### Job:
Write out the material from the line containing "side window, a" through the line containing "[[464, 337], [51, 228]]", swapping "asphalt road" for "paved road" and leaving everything else as it is.

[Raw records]
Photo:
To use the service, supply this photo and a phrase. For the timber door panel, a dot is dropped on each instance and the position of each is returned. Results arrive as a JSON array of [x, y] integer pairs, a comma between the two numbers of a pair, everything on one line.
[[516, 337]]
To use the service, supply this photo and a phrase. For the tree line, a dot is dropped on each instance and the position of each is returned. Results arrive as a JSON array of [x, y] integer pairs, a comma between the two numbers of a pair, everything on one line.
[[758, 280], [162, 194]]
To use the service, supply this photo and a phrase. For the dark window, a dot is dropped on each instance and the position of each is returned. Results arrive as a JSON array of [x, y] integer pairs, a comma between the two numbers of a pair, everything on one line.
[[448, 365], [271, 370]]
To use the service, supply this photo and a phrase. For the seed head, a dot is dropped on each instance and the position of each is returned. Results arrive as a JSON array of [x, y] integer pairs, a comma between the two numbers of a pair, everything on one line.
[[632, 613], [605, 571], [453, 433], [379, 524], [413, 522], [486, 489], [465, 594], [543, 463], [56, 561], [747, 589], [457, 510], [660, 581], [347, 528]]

--

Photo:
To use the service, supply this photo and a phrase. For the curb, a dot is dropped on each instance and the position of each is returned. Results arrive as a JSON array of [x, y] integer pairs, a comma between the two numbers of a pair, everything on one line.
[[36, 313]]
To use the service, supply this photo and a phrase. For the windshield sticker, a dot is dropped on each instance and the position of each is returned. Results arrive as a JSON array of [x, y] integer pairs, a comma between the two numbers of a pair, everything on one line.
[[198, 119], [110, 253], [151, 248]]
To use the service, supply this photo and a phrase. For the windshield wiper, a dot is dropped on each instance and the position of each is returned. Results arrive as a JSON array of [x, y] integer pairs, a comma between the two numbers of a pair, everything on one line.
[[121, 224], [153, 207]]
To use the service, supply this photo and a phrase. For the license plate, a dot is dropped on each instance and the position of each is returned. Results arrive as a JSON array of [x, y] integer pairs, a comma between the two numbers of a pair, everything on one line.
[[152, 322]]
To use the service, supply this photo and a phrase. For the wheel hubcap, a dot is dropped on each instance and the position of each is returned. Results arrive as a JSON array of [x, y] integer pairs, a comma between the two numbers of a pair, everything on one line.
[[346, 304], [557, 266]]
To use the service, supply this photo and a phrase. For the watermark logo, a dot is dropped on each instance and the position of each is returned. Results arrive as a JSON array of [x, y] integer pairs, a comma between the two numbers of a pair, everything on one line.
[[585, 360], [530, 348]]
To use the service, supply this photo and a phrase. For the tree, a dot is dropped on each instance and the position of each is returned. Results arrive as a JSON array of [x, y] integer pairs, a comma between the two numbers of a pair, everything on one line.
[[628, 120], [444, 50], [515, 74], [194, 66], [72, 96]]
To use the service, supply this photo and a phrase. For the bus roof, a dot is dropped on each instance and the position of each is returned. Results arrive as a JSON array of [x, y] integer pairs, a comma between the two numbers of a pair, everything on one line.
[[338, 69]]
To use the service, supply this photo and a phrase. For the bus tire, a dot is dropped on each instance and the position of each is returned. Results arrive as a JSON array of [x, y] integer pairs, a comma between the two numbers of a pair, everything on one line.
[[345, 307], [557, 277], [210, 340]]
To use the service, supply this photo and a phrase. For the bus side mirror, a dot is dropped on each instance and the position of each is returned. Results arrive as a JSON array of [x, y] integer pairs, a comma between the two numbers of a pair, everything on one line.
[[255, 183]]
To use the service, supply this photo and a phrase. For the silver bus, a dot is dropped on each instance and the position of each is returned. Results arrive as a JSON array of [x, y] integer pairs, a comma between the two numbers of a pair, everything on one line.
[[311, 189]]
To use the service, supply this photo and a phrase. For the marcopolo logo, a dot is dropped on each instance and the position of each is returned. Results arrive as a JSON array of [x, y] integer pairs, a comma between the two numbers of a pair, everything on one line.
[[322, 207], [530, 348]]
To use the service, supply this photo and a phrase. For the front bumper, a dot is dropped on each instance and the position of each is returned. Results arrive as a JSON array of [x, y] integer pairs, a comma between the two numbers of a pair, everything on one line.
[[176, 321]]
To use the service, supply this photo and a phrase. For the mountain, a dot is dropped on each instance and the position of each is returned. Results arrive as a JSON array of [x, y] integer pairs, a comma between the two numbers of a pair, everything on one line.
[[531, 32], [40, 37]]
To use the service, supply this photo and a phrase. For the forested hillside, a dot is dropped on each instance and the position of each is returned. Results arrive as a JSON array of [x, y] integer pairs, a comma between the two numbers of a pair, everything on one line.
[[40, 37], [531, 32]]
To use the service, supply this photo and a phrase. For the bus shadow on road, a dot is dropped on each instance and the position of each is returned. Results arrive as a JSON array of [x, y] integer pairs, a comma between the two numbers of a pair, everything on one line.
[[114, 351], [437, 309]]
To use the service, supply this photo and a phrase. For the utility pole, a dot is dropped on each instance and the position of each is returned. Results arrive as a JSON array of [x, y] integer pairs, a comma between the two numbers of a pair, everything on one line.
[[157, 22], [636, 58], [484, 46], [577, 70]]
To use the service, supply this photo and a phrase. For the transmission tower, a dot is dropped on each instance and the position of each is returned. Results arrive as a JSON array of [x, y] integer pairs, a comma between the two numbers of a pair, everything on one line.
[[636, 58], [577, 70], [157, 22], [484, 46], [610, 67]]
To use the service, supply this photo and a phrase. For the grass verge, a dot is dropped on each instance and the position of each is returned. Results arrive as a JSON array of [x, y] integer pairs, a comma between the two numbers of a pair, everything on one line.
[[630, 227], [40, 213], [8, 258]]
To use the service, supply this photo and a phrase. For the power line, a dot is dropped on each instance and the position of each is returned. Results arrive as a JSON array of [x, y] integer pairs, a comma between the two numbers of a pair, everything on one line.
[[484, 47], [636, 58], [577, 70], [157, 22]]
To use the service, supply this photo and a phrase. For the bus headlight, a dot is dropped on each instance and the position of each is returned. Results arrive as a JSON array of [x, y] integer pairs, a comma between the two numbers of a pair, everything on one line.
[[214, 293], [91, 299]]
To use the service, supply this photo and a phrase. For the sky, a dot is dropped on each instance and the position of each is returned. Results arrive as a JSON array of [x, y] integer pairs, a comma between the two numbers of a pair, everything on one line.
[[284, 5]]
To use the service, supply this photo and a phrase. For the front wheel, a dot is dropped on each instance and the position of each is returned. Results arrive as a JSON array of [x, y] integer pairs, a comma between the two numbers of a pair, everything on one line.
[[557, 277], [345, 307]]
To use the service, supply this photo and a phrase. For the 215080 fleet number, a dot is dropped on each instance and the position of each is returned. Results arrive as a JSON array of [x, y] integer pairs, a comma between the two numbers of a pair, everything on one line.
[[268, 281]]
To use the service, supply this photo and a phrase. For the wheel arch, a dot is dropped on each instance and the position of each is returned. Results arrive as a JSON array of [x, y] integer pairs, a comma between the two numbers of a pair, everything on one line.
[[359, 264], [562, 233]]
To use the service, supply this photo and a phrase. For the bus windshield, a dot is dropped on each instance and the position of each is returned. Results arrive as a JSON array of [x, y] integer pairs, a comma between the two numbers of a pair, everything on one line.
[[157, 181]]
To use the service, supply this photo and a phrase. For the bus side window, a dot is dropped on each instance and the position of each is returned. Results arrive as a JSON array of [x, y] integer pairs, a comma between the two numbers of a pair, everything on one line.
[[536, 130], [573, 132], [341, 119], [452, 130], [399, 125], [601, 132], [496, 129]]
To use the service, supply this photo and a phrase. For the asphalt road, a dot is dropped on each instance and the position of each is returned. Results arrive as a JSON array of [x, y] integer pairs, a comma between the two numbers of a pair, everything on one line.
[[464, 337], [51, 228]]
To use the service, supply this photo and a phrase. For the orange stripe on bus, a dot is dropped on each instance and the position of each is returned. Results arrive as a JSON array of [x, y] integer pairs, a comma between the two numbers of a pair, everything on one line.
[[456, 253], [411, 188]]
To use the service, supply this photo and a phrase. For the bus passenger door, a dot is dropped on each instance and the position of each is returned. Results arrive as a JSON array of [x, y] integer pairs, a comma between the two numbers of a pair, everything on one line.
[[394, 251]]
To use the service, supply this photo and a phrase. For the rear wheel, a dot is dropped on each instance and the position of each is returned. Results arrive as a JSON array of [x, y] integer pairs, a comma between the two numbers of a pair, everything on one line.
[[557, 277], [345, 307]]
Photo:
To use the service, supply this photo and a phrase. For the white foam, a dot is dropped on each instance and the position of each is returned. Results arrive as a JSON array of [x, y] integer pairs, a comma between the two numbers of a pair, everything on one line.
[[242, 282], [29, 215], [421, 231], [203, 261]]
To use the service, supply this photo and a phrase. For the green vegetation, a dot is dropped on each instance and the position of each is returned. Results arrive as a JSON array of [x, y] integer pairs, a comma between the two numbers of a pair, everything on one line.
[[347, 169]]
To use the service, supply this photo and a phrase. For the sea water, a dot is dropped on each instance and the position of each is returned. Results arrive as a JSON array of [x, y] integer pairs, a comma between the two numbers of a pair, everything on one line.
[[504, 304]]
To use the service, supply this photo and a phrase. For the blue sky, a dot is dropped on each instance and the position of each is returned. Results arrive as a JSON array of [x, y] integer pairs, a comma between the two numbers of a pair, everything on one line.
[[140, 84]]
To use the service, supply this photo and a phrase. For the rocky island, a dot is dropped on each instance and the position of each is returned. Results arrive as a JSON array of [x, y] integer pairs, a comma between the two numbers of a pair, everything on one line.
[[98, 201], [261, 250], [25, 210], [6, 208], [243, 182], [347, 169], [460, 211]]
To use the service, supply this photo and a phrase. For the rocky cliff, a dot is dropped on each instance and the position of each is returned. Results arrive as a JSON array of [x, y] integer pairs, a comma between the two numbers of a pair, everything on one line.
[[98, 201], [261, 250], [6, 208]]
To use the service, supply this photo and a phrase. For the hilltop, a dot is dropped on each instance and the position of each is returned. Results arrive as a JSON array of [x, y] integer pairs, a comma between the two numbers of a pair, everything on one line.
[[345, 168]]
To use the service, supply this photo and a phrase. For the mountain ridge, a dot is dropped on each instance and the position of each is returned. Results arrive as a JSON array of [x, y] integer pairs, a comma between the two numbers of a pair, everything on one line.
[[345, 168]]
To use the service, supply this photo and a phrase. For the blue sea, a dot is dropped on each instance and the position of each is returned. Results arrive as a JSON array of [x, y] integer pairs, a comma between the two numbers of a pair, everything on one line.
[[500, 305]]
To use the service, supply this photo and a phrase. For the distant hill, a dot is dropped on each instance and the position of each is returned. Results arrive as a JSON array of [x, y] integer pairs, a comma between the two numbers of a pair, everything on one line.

### Written solution:
To use the service, supply this photo and a phrase. For the bus side window, a dot is dropped on each instance and the position of each is returned. Results arrive as a JSON array of [x, y] integer pairs, a comma between the two numbers of a pair, everything on one line.
[[536, 130], [573, 132], [341, 119], [452, 130], [399, 125], [601, 132], [496, 129]]
To use the service, supply this photo and a phrase. For the paved road, a dot is dropped on each instance and the position of each is returned. Results arrive as a JSON array of [x, y] integer pairs, a comma between the two numbers of a pair, everything on one line.
[[464, 337], [51, 228]]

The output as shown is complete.